WHAT TO WORK ON. Exactly as they appear, print the line with "If you could point out the pleated" and each line after it through the end of the entries below; leave out pictures.

SUPPLIED RECORDS Start Marker

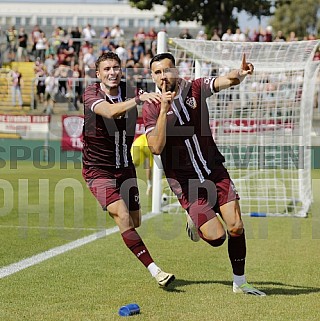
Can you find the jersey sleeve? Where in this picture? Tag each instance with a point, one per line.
(92, 97)
(204, 86)
(150, 114)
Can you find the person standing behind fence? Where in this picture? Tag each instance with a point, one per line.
(22, 54)
(52, 87)
(17, 85)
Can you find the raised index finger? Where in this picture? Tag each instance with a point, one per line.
(244, 63)
(163, 89)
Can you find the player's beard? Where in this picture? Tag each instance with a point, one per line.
(172, 86)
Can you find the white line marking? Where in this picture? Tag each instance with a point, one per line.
(38, 258)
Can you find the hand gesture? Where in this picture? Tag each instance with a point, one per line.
(150, 97)
(166, 97)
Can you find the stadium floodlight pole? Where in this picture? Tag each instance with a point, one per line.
(162, 46)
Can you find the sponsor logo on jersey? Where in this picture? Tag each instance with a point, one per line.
(141, 252)
(191, 102)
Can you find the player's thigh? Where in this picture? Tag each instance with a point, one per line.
(213, 229)
(118, 210)
(231, 214)
(136, 217)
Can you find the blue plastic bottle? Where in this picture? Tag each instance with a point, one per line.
(129, 309)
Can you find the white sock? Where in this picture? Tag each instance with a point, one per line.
(239, 279)
(153, 269)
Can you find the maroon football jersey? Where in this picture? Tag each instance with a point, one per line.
(107, 142)
(190, 151)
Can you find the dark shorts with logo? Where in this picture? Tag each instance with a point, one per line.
(110, 185)
(203, 200)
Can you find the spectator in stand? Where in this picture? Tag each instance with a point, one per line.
(85, 47)
(88, 33)
(50, 63)
(89, 60)
(238, 36)
(292, 36)
(68, 50)
(17, 85)
(22, 53)
(75, 86)
(268, 34)
(12, 42)
(201, 35)
(40, 73)
(215, 35)
(122, 54)
(280, 37)
(52, 87)
(141, 37)
(185, 34)
(105, 46)
(35, 34)
(137, 51)
(152, 34)
(41, 46)
(76, 35)
(57, 35)
(105, 33)
(117, 34)
(227, 36)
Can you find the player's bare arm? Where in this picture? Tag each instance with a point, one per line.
(107, 110)
(157, 137)
(234, 77)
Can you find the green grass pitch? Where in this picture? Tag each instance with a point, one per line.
(91, 282)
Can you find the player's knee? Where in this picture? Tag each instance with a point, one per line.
(217, 242)
(236, 230)
(136, 222)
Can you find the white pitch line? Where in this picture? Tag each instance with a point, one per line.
(38, 258)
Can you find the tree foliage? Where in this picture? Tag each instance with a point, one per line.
(300, 16)
(210, 13)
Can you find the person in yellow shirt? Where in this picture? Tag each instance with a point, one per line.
(141, 155)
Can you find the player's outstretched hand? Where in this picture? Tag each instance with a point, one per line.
(167, 96)
(150, 97)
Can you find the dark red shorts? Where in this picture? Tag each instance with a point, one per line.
(110, 185)
(203, 200)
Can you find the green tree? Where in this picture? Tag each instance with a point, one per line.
(300, 16)
(210, 13)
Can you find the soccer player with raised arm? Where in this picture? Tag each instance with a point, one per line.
(178, 129)
(108, 133)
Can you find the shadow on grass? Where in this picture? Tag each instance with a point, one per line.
(270, 288)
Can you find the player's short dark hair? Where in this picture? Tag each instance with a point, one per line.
(164, 55)
(107, 56)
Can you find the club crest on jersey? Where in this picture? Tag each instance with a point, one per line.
(191, 102)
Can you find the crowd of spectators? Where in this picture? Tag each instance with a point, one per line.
(69, 55)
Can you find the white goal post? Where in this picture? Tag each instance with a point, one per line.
(263, 126)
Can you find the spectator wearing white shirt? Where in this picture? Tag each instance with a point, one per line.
(117, 34)
(227, 36)
(88, 33)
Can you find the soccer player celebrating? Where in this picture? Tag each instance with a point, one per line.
(108, 132)
(178, 129)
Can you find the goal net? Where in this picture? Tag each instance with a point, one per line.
(263, 126)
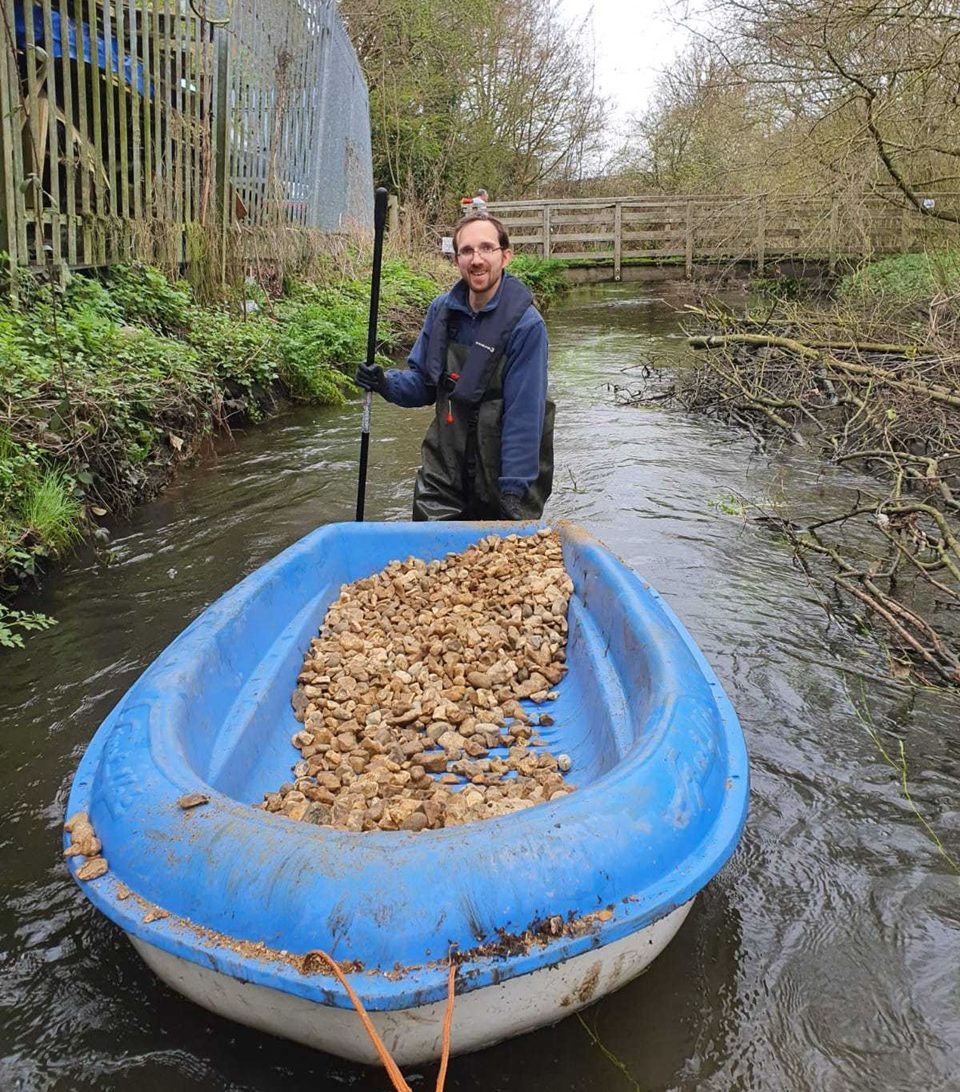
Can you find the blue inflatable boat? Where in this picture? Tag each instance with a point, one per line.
(547, 909)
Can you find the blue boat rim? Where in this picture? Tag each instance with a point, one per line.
(251, 894)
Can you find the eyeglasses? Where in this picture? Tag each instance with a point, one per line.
(485, 250)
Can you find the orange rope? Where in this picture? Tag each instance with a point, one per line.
(448, 1023)
(391, 1067)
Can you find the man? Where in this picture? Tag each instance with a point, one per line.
(482, 359)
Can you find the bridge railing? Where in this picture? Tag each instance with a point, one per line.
(688, 228)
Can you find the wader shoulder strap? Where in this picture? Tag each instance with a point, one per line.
(492, 332)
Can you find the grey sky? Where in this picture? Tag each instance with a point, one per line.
(635, 40)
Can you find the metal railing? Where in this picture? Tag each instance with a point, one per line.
(128, 127)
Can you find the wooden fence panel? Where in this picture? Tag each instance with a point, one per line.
(699, 227)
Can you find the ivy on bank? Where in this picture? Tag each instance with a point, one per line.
(105, 384)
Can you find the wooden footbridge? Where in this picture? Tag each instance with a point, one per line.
(689, 229)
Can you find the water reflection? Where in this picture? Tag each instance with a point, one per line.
(826, 956)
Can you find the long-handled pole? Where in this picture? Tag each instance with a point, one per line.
(379, 222)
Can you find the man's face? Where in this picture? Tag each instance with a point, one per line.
(481, 271)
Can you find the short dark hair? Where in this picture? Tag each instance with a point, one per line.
(472, 217)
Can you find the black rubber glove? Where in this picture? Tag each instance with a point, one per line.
(511, 506)
(370, 377)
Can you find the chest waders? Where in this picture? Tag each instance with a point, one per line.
(459, 476)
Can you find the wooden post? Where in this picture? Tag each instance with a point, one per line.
(618, 239)
(761, 235)
(221, 145)
(10, 118)
(688, 245)
(70, 161)
(87, 162)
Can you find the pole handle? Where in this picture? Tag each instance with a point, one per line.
(379, 224)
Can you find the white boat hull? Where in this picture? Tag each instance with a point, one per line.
(481, 1017)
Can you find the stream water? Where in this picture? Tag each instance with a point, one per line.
(825, 956)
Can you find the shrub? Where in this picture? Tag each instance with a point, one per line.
(544, 276)
(904, 279)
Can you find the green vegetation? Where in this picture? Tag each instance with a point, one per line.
(544, 276)
(904, 279)
(104, 386)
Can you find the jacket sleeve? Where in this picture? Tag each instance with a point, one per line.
(524, 403)
(406, 387)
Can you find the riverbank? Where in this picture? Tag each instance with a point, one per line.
(869, 379)
(836, 900)
(108, 384)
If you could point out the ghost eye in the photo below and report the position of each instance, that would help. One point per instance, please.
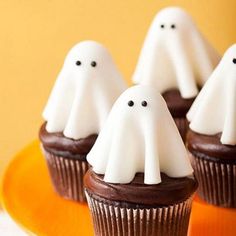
(130, 103)
(78, 63)
(93, 63)
(144, 103)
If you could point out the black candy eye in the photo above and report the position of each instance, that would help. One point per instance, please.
(93, 63)
(144, 103)
(78, 63)
(130, 103)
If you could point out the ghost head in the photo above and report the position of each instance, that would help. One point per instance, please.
(139, 136)
(175, 54)
(214, 110)
(84, 92)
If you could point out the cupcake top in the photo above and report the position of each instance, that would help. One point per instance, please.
(139, 136)
(175, 54)
(214, 110)
(86, 88)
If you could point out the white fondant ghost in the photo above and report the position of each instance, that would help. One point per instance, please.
(214, 110)
(84, 92)
(139, 136)
(175, 54)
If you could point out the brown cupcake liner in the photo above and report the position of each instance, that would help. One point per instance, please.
(113, 220)
(67, 176)
(217, 181)
(182, 125)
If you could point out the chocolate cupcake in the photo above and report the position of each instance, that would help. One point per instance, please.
(177, 60)
(211, 139)
(138, 183)
(84, 92)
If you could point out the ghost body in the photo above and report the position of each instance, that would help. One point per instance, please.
(175, 54)
(139, 136)
(84, 92)
(214, 110)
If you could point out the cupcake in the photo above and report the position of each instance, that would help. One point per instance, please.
(177, 60)
(138, 182)
(80, 101)
(211, 139)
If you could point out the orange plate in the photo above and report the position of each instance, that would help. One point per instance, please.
(28, 197)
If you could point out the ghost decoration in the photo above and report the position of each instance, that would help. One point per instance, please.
(139, 136)
(175, 54)
(214, 110)
(84, 92)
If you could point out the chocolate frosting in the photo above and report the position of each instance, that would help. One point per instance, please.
(60, 145)
(177, 105)
(209, 146)
(169, 191)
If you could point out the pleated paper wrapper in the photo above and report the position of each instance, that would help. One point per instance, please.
(114, 220)
(67, 176)
(217, 181)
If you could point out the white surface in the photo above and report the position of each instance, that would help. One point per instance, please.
(83, 95)
(8, 226)
(139, 139)
(177, 57)
(214, 110)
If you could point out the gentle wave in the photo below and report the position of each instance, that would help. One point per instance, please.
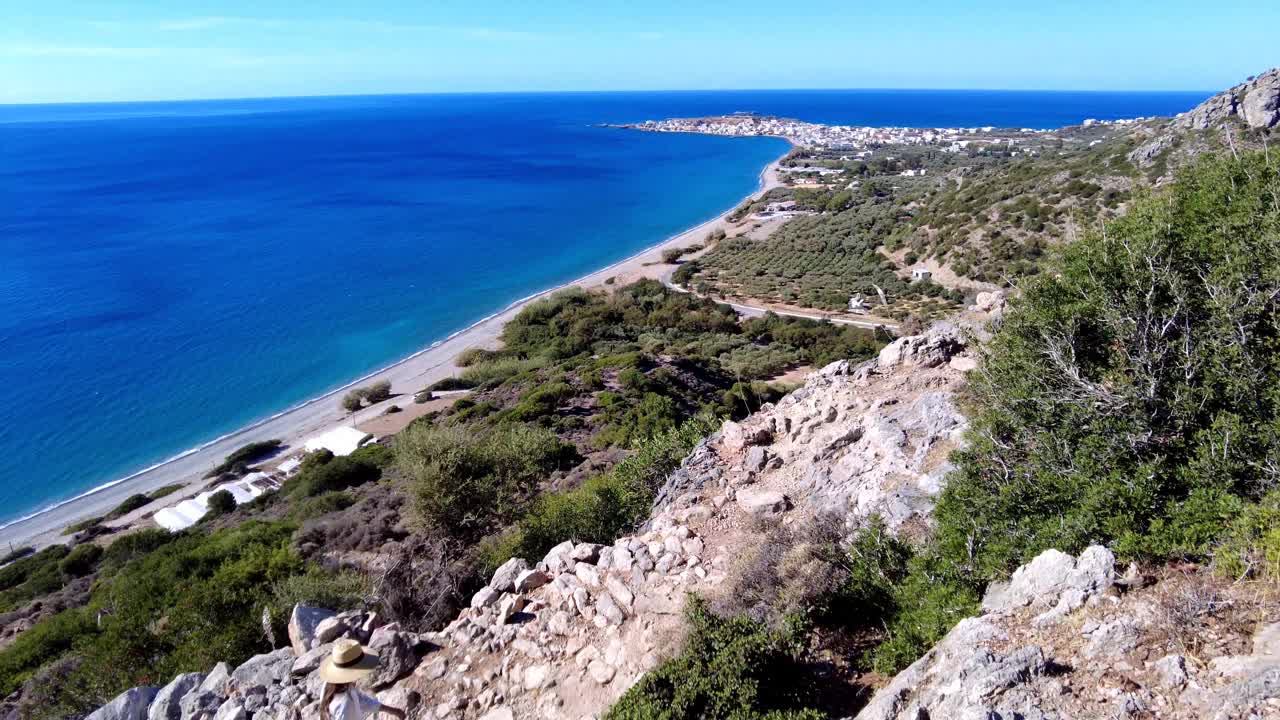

SUPPLIED RECORDS End Marker

COMPLETED EXERCISE.
If you could point out the pleated paper wrapper in the photo above and report the position of each instance, that would help. One point per instance, please.
(114, 220)
(67, 176)
(217, 181)
If you could point out the white surface in the photo above and report the position of each instance, that would help. One point per instance, please.
(83, 95)
(8, 226)
(139, 139)
(177, 57)
(214, 110)
If you could point out the gentle wave in the photo below and report the position of each instance, that would help. One point per instance, please.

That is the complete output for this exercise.